>> BEGIN RECORDS PROVIDED
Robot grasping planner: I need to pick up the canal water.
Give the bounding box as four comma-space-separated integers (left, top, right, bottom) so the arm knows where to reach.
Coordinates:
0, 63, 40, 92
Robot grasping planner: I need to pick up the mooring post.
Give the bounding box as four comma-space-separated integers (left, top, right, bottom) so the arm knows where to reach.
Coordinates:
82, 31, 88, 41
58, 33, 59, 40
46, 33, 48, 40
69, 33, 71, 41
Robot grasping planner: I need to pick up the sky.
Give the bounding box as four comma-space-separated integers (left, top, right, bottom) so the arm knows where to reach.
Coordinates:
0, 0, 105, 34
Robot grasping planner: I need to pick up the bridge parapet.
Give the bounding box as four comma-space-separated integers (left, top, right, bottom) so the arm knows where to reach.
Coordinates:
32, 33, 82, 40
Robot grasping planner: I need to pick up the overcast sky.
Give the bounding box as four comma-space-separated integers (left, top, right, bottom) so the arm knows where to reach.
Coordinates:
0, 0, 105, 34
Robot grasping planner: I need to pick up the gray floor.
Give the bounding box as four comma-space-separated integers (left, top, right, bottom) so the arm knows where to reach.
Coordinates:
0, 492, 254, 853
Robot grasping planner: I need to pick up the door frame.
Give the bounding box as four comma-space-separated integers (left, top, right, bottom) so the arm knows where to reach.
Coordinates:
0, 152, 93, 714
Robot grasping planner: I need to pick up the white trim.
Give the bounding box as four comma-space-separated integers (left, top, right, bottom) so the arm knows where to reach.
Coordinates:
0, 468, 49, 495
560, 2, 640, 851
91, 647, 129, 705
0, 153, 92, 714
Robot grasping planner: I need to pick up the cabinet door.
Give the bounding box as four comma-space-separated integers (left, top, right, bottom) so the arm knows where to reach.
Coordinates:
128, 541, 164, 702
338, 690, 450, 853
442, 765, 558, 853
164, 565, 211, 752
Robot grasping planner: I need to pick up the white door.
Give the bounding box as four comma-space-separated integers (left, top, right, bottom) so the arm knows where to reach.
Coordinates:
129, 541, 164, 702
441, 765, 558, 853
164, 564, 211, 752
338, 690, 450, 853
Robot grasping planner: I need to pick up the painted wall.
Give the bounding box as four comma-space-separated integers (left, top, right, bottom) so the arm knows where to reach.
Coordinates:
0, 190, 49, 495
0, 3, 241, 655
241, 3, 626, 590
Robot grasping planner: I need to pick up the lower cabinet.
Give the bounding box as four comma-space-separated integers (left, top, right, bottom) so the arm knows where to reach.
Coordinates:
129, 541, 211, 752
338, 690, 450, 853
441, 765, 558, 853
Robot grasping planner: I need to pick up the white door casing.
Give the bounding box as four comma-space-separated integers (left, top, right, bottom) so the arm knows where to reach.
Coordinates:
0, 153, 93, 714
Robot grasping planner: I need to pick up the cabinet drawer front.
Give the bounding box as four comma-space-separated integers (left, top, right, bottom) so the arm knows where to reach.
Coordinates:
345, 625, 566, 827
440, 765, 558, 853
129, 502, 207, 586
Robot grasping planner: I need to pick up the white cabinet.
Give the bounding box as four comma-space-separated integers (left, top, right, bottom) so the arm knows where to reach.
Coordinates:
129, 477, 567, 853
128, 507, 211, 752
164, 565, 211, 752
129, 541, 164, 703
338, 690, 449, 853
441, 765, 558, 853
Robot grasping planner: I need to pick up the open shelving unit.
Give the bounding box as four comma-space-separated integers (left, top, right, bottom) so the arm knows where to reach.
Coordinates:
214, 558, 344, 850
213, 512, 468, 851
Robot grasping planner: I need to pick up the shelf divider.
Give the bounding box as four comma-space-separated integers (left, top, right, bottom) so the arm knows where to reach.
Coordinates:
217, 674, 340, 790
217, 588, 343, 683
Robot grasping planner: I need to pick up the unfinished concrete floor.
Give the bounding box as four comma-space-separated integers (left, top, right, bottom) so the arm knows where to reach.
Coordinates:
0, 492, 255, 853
>> END RECORDS PROVIDED
TASK GOAL = Retype the records exactly, starting at the line that contains "Robot grasping planner: I need to pick up the painted" and ending at the line that contains "0, 153, 93, 714", including both of those lines.

ANSWER TO THIS TASK =
Robot grasping planner: I need to pick up the painted wall.
Give the bounding box as four comma-space-separated integers (left, top, right, bottom) so the arm knows where to reach.
Coordinates:
0, 190, 49, 495
0, 3, 241, 655
241, 3, 626, 590
Robot grasping planner: I need to pick up the lower cabinet.
Give the bounding box as four comma-space-separated integers (left, top, right, bottom) so the arm knows where to reach.
Coordinates:
129, 541, 211, 752
338, 690, 450, 853
441, 765, 558, 853
Robot grasping planner: I need to pick up the white door casing.
Give the bounding box as four comma-space-separated integers (left, top, right, bottom) so the arm knows where to reach.
Coordinates:
0, 153, 93, 714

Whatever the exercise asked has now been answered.